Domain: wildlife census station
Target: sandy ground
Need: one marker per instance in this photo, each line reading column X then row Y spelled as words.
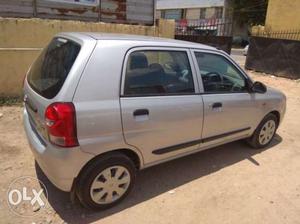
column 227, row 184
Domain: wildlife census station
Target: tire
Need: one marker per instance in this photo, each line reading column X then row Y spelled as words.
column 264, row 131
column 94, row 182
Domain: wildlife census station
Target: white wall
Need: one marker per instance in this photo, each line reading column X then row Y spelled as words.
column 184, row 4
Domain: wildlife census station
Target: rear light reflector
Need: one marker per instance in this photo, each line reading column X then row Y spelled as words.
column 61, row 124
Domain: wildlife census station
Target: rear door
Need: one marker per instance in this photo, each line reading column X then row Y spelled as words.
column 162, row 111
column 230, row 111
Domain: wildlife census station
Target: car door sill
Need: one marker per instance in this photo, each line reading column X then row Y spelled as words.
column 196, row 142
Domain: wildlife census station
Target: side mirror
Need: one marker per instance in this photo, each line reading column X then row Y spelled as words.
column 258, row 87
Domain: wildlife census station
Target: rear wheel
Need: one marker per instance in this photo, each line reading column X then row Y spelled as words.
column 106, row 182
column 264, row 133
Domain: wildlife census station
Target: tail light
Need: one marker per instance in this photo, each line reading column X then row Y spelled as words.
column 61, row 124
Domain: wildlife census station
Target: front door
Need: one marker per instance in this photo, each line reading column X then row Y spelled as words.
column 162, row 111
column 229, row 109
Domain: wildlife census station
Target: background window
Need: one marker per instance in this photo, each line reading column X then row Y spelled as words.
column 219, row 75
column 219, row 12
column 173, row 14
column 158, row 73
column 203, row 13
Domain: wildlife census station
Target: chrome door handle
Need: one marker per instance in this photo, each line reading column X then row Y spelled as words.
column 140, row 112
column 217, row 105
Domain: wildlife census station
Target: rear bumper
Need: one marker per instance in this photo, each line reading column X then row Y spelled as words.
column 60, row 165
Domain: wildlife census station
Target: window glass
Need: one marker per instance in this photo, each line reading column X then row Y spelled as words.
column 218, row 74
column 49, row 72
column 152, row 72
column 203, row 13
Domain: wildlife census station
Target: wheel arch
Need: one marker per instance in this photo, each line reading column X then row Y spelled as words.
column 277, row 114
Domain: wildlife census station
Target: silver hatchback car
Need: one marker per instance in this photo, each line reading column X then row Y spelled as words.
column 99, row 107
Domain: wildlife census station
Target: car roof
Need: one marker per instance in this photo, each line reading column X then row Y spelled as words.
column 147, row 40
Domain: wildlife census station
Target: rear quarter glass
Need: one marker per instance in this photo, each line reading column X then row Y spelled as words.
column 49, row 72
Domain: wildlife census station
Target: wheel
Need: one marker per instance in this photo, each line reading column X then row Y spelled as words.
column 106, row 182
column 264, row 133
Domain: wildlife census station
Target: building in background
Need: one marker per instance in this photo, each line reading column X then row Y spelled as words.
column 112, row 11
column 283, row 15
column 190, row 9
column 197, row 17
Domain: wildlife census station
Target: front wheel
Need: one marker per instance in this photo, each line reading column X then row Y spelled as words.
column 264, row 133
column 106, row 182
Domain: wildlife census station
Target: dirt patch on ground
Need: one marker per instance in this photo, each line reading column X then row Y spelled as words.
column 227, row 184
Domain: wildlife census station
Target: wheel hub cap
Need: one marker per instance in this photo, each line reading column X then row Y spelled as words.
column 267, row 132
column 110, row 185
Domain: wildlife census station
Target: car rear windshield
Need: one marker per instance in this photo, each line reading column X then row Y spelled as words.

* * *

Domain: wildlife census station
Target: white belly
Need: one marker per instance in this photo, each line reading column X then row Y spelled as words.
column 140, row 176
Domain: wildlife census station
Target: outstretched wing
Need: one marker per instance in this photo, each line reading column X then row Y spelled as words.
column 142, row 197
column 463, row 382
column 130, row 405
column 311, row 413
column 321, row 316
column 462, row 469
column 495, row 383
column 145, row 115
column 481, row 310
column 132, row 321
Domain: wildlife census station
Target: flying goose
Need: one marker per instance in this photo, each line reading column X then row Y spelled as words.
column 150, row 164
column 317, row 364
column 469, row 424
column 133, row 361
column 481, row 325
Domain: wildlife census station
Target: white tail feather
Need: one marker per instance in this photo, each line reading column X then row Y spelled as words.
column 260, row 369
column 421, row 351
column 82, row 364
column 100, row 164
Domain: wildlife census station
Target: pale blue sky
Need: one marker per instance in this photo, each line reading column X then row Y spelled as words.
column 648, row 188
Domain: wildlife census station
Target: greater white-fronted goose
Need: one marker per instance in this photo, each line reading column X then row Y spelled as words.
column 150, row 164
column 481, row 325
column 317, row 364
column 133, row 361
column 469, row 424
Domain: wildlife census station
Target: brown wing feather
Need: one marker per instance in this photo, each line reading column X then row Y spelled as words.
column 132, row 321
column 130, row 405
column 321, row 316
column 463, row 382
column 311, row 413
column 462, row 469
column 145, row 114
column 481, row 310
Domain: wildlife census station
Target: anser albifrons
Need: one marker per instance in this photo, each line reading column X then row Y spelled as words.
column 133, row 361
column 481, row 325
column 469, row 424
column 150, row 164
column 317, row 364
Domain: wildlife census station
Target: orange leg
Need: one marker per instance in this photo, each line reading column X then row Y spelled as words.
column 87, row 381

==

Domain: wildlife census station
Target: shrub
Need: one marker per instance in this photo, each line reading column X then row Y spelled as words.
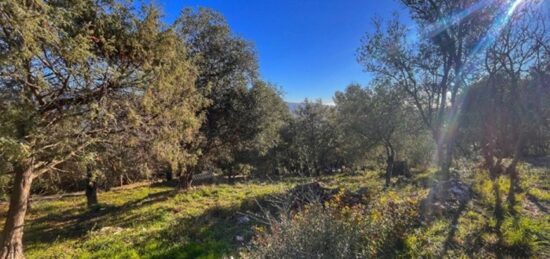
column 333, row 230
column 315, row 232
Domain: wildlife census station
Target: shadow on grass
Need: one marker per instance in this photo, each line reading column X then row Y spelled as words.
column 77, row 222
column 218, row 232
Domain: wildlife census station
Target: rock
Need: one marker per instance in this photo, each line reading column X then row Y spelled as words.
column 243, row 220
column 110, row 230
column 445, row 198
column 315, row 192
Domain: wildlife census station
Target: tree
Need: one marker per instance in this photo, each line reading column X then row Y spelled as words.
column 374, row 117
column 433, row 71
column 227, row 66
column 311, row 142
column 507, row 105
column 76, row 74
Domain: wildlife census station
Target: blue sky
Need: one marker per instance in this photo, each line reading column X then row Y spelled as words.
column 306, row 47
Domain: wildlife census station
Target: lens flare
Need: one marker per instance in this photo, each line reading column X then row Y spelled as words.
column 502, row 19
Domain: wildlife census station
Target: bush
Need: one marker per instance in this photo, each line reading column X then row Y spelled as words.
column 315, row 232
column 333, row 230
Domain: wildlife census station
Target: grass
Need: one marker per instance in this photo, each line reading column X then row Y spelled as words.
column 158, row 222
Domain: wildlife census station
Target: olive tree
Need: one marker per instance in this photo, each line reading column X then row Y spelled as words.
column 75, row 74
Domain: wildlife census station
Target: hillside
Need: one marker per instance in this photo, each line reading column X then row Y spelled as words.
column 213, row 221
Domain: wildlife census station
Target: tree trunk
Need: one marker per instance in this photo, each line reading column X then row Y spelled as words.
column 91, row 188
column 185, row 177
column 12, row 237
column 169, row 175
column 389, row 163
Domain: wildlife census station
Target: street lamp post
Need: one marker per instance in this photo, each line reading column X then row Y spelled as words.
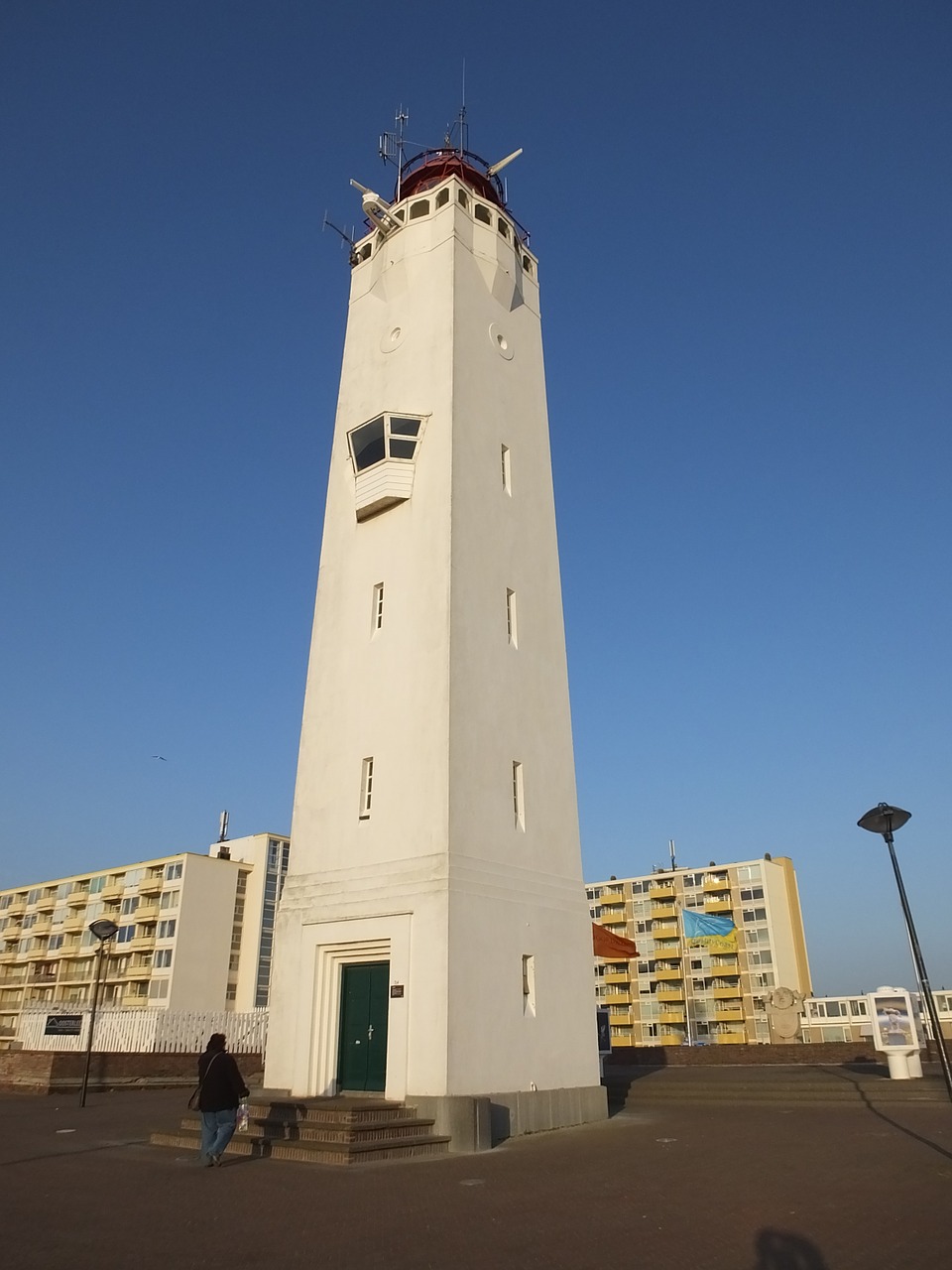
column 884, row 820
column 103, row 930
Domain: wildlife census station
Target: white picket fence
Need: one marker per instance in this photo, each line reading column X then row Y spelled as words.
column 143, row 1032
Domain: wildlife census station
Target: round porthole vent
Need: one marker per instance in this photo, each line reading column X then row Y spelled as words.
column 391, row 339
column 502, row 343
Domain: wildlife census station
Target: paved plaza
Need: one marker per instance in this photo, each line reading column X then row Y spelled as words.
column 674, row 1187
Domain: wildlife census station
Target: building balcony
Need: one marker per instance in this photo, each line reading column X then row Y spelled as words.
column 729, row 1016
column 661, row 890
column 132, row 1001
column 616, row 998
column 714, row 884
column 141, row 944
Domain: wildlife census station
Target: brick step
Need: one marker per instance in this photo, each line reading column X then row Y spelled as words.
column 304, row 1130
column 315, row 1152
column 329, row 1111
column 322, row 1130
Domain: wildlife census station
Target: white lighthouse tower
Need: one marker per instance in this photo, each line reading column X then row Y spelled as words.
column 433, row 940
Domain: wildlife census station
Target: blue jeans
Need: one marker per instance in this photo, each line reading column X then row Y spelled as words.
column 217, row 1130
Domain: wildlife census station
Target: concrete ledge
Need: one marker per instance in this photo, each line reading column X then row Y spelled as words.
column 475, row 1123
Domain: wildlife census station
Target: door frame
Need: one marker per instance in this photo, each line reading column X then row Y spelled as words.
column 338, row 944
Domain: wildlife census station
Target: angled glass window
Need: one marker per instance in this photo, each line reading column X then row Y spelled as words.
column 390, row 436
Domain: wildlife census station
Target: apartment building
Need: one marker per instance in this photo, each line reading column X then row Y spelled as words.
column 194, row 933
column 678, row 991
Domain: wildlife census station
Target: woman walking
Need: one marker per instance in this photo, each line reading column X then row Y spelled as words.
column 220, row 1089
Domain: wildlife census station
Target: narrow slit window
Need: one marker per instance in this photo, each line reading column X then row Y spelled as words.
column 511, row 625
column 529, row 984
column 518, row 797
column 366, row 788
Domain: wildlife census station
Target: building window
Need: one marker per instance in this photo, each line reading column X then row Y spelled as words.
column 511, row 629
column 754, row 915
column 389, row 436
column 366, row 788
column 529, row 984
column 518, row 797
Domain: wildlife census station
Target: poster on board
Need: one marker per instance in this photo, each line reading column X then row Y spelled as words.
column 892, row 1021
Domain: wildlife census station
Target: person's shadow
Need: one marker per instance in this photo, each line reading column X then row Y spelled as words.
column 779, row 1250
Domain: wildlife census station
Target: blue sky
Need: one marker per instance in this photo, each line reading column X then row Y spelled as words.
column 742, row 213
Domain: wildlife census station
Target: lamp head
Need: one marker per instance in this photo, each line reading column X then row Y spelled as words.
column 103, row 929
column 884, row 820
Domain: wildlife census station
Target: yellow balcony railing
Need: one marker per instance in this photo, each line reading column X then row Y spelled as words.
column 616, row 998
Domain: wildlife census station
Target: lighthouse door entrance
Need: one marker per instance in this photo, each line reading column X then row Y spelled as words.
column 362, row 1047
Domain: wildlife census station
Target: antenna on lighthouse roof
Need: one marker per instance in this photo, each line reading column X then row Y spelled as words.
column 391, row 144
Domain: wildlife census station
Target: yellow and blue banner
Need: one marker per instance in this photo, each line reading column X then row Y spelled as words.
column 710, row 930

--- Your assignment ---
Within the material above, copy exactly the lines from the line that holds "Target: olive tree" up to and including the line that holds "Target: tree trunk".

--- Result of the task ---
Target: olive tree
Need: one marker per instance in this photo, each line reading column X then row Y spelled as words.
column 75, row 74
Domain: wildlife census station
Target: hillside
Need: one marker per instance in this photo, each line reading column X then row Y spelled as words.
column 213, row 221
Domain: wildlife census station
Target: tree trunk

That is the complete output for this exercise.